## EXERCISE
Rewrite all the records below, changing every "pipeline" to "detector" and keeping everything else the same. Leave the pictures out.

## PROVIDED RECORDS
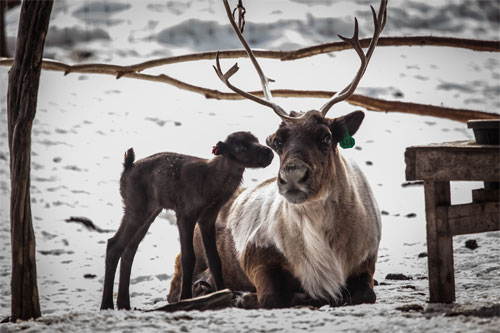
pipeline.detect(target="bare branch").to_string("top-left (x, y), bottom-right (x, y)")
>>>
top-left (214, 0), bottom-right (297, 120)
top-left (0, 55), bottom-right (499, 122)
top-left (0, 36), bottom-right (492, 73)
top-left (319, 0), bottom-right (387, 116)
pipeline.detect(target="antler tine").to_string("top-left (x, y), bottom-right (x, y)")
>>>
top-left (213, 52), bottom-right (285, 117)
top-left (320, 0), bottom-right (387, 116)
top-left (213, 0), bottom-right (299, 120)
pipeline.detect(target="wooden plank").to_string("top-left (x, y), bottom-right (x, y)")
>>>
top-left (440, 202), bottom-right (500, 236)
top-left (7, 1), bottom-right (53, 322)
top-left (405, 142), bottom-right (500, 181)
top-left (424, 181), bottom-right (455, 303)
top-left (146, 289), bottom-right (233, 312)
top-left (472, 188), bottom-right (500, 202)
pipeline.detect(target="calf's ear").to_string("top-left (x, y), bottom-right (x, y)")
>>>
top-left (330, 111), bottom-right (365, 142)
top-left (266, 133), bottom-right (276, 150)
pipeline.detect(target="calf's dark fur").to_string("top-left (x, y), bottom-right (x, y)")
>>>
top-left (101, 132), bottom-right (273, 309)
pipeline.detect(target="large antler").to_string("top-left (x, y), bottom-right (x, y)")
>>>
top-left (213, 0), bottom-right (298, 120)
top-left (320, 0), bottom-right (387, 116)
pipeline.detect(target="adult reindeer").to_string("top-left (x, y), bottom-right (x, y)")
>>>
top-left (168, 0), bottom-right (387, 308)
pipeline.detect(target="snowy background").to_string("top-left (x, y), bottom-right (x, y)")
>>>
top-left (0, 0), bottom-right (500, 332)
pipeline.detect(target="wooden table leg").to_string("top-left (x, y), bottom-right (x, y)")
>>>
top-left (424, 181), bottom-right (455, 303)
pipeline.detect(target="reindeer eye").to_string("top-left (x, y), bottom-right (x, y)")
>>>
top-left (234, 145), bottom-right (247, 153)
top-left (321, 134), bottom-right (332, 145)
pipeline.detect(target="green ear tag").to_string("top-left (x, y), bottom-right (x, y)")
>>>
top-left (339, 127), bottom-right (356, 149)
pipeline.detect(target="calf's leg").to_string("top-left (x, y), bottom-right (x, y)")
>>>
top-left (177, 216), bottom-right (196, 300)
top-left (117, 209), bottom-right (161, 310)
top-left (198, 209), bottom-right (225, 290)
top-left (101, 209), bottom-right (144, 310)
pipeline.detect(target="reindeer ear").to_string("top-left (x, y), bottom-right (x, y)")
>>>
top-left (266, 133), bottom-right (276, 150)
top-left (330, 111), bottom-right (365, 142)
top-left (212, 141), bottom-right (226, 155)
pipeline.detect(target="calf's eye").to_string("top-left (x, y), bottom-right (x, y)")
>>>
top-left (321, 134), bottom-right (332, 145)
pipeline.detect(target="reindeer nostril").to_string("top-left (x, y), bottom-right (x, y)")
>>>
top-left (299, 169), bottom-right (310, 184)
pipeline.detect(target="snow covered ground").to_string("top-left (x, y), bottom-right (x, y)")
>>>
top-left (0, 0), bottom-right (500, 333)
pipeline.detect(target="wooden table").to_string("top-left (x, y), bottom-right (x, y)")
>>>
top-left (405, 141), bottom-right (500, 303)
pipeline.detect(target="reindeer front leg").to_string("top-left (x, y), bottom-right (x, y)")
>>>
top-left (242, 245), bottom-right (299, 309)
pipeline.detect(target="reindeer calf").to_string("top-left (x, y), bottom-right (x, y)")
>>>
top-left (101, 132), bottom-right (273, 309)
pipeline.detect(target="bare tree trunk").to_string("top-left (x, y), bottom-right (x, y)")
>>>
top-left (0, 0), bottom-right (9, 57)
top-left (7, 0), bottom-right (53, 321)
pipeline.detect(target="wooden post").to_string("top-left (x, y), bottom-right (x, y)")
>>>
top-left (0, 1), bottom-right (9, 57)
top-left (7, 0), bottom-right (53, 321)
top-left (424, 181), bottom-right (455, 303)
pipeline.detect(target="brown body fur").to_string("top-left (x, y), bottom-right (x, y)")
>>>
top-left (168, 111), bottom-right (380, 308)
top-left (101, 132), bottom-right (273, 309)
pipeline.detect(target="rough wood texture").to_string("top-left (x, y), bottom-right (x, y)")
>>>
top-left (0, 1), bottom-right (9, 57)
top-left (405, 141), bottom-right (500, 181)
top-left (405, 141), bottom-right (500, 303)
top-left (7, 1), bottom-right (53, 321)
top-left (440, 202), bottom-right (500, 236)
top-left (148, 289), bottom-right (234, 312)
top-left (424, 181), bottom-right (455, 303)
top-left (472, 188), bottom-right (500, 202)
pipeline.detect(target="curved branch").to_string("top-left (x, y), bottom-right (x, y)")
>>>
top-left (0, 59), bottom-right (499, 122)
top-left (0, 36), bottom-right (500, 73)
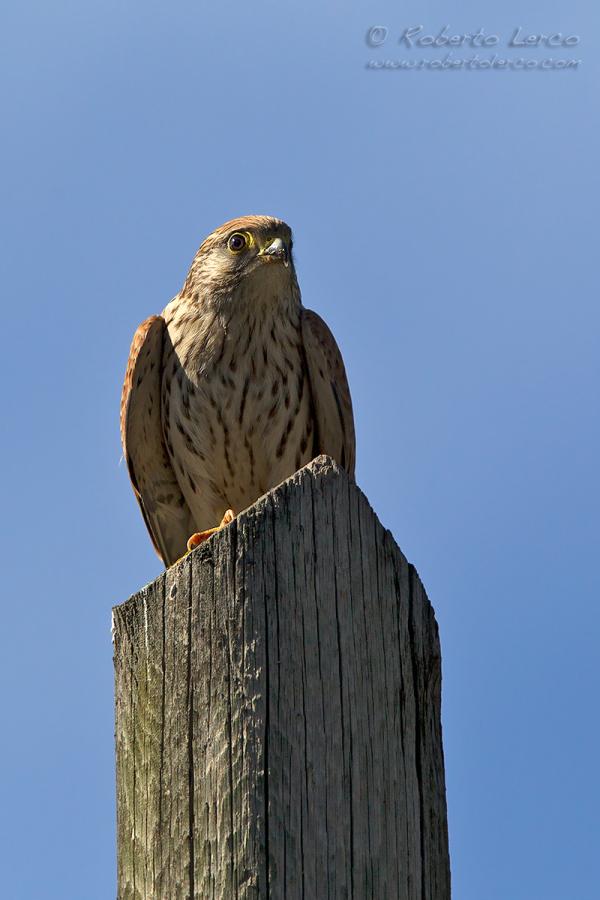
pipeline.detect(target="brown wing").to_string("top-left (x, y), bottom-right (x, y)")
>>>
top-left (121, 316), bottom-right (195, 566)
top-left (302, 309), bottom-right (356, 477)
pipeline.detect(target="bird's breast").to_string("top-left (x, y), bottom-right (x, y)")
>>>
top-left (162, 302), bottom-right (314, 529)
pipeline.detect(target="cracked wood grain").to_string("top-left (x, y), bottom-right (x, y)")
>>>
top-left (113, 457), bottom-right (450, 900)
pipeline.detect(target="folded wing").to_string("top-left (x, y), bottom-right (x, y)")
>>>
top-left (121, 316), bottom-right (195, 566)
top-left (302, 309), bottom-right (356, 477)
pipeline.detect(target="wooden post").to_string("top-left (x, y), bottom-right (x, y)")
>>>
top-left (114, 457), bottom-right (450, 900)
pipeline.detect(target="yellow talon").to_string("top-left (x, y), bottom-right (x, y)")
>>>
top-left (187, 509), bottom-right (235, 553)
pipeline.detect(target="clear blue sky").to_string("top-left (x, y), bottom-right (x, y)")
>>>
top-left (0, 0), bottom-right (600, 900)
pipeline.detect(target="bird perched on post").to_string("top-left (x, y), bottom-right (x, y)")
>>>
top-left (121, 216), bottom-right (355, 566)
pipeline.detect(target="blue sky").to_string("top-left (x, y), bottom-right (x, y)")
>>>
top-left (0, 0), bottom-right (600, 900)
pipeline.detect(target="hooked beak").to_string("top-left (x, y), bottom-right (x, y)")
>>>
top-left (259, 238), bottom-right (290, 267)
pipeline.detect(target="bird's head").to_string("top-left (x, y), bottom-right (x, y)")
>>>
top-left (184, 216), bottom-right (297, 300)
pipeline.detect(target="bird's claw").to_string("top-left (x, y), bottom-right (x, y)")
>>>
top-left (187, 509), bottom-right (235, 553)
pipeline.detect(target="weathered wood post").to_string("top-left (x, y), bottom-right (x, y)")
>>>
top-left (114, 457), bottom-right (450, 900)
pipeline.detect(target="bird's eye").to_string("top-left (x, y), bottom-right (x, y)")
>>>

## EXERCISE RESPONSE
detector.detect(target="bare branch").to_string("top-left (x, y), bottom-right (x, y)")
>>>
top-left (214, 0), bottom-right (297, 120)
top-left (0, 55), bottom-right (499, 122)
top-left (0, 36), bottom-right (492, 73)
top-left (319, 0), bottom-right (387, 116)
detector.detect(target="antler tine").to_string("top-left (x, y), bottom-right (x, y)")
>>>
top-left (213, 52), bottom-right (285, 117)
top-left (320, 0), bottom-right (387, 116)
top-left (213, 0), bottom-right (299, 120)
detector.detect(target="wooden plank").to_string("top-left (x, y), bottom-right (x, y)")
>>>
top-left (440, 202), bottom-right (500, 236)
top-left (7, 1), bottom-right (53, 322)
top-left (405, 142), bottom-right (500, 181)
top-left (424, 181), bottom-right (455, 303)
top-left (146, 289), bottom-right (233, 312)
top-left (472, 188), bottom-right (500, 202)
detector.detect(target="calf's ear").to_string("top-left (x, y), bottom-right (x, y)")
>>>
top-left (330, 111), bottom-right (365, 142)
top-left (266, 133), bottom-right (276, 150)
detector.detect(target="calf's dark fur").to_string("top-left (x, y), bottom-right (x, y)")
>>>
top-left (101, 132), bottom-right (273, 309)
detector.detect(target="large antler").to_string("top-left (x, y), bottom-right (x, y)")
>>>
top-left (213, 0), bottom-right (298, 120)
top-left (320, 0), bottom-right (387, 116)
detector.detect(target="adult reindeer").to_string("top-left (x, y), bottom-right (x, y)")
>>>
top-left (168, 0), bottom-right (387, 308)
detector.detect(target="snowy background").to_string("top-left (x, y), bottom-right (x, y)")
>>>
top-left (0, 0), bottom-right (500, 332)
detector.detect(target="wooden table leg").to_string("top-left (x, y), bottom-right (x, y)")
>>>
top-left (424, 181), bottom-right (455, 303)
detector.detect(target="reindeer eye").to_string("top-left (x, y), bottom-right (x, y)")
>>>
top-left (234, 145), bottom-right (247, 153)
top-left (321, 134), bottom-right (332, 145)
detector.detect(target="green ear tag").to_string("top-left (x, y), bottom-right (x, y)")
>>>
top-left (339, 127), bottom-right (356, 149)
detector.detect(target="calf's leg").to_string("top-left (x, y), bottom-right (x, y)")
>>>
top-left (177, 216), bottom-right (196, 300)
top-left (117, 209), bottom-right (161, 310)
top-left (198, 209), bottom-right (225, 290)
top-left (101, 209), bottom-right (144, 310)
detector.detect(target="reindeer ear").to_string("top-left (x, y), bottom-right (x, y)")
>>>
top-left (266, 133), bottom-right (276, 150)
top-left (330, 111), bottom-right (365, 142)
top-left (212, 141), bottom-right (226, 155)
detector.detect(target="calf's eye").to_string("top-left (x, y), bottom-right (x, y)")
>>>
top-left (321, 134), bottom-right (332, 145)
detector.detect(target="reindeer nostril").to_string("top-left (x, y), bottom-right (x, y)")
>>>
top-left (299, 169), bottom-right (310, 184)
detector.detect(target="snow covered ground").to_string("top-left (x, y), bottom-right (x, y)")
>>>
top-left (0, 0), bottom-right (500, 333)
detector.detect(target="wooden table").to_string("top-left (x, y), bottom-right (x, y)")
>>>
top-left (405, 141), bottom-right (500, 303)
detector.detect(target="reindeer front leg").to_string("top-left (x, y), bottom-right (x, y)")
>>>
top-left (242, 245), bottom-right (299, 309)
detector.detect(target="reindeer calf").to_string("top-left (x, y), bottom-right (x, y)")
>>>
top-left (101, 132), bottom-right (273, 309)
detector.detect(target="bare tree trunk").to_string("top-left (x, y), bottom-right (x, y)")
>>>
top-left (0, 0), bottom-right (9, 57)
top-left (7, 0), bottom-right (53, 321)
detector.detect(target="wooden post").to_string("top-left (x, y), bottom-right (x, y)")
>>>
top-left (0, 1), bottom-right (9, 57)
top-left (7, 0), bottom-right (53, 321)
top-left (424, 181), bottom-right (455, 303)
detector.detect(target="brown body fur").to_string("top-left (x, y), bottom-right (x, y)")
>>>
top-left (168, 111), bottom-right (380, 308)
top-left (101, 132), bottom-right (273, 309)
detector.detect(target="rough wood texture").to_string("top-left (x, y), bottom-right (x, y)")
>>>
top-left (0, 1), bottom-right (9, 57)
top-left (405, 141), bottom-right (500, 181)
top-left (405, 141), bottom-right (500, 303)
top-left (7, 1), bottom-right (53, 321)
top-left (440, 202), bottom-right (500, 236)
top-left (148, 289), bottom-right (234, 312)
top-left (424, 181), bottom-right (455, 303)
top-left (472, 188), bottom-right (500, 202)
detector.detect(target="curved branch").to_string("top-left (x, y), bottom-right (x, y)")
>>>
top-left (0, 59), bottom-right (499, 122)
top-left (0, 36), bottom-right (500, 73)
detector.detect(target="brown wing").to_string("top-left (x, y), bottom-right (x, y)")
>>>
top-left (121, 316), bottom-right (195, 566)
top-left (302, 309), bottom-right (356, 477)
detector.detect(target="bird's breast").to_string("top-left (x, y), bottom-right (x, y)")
>>>
top-left (162, 302), bottom-right (314, 529)
detector.detect(target="cracked wood grain").to_string("top-left (x, y), bottom-right (x, y)")
>>>
top-left (113, 457), bottom-right (450, 900)
detector.detect(target="folded wing").to_string("top-left (x, y), bottom-right (x, y)")
>>>
top-left (121, 316), bottom-right (195, 566)
top-left (302, 309), bottom-right (356, 477)
detector.detect(target="wooden post").to_string("top-left (x, y), bottom-right (x, y)")
>>>
top-left (114, 457), bottom-right (450, 900)
detector.detect(target="yellow talon").to_string("top-left (x, y), bottom-right (x, y)")
>>>
top-left (187, 509), bottom-right (235, 553)
detector.detect(target="clear blue sky").to_string("top-left (x, y), bottom-right (x, y)")
>>>
top-left (0, 0), bottom-right (600, 900)
detector.detect(target="bird perched on post").to_string("top-left (x, y), bottom-right (x, y)")
>>>
top-left (121, 216), bottom-right (355, 566)
detector.detect(target="blue sky").to_string("top-left (x, y), bottom-right (x, y)")
>>>
top-left (0, 0), bottom-right (600, 900)
detector.detect(target="hooked beak").to_string("top-left (x, y), bottom-right (x, y)")
>>>
top-left (259, 238), bottom-right (290, 267)
detector.detect(target="bird's head").to_string("top-left (x, y), bottom-right (x, y)")
>>>
top-left (184, 216), bottom-right (297, 300)
detector.detect(target="bird's claw").to_string("top-left (x, y), bottom-right (x, y)")
>>>
top-left (187, 509), bottom-right (235, 553)
detector.detect(target="weathered wood post").to_string("top-left (x, y), bottom-right (x, y)")
>>>
top-left (114, 457), bottom-right (450, 900)
detector.detect(target="bird's eye").to_string("top-left (x, y), bottom-right (x, y)")
>>>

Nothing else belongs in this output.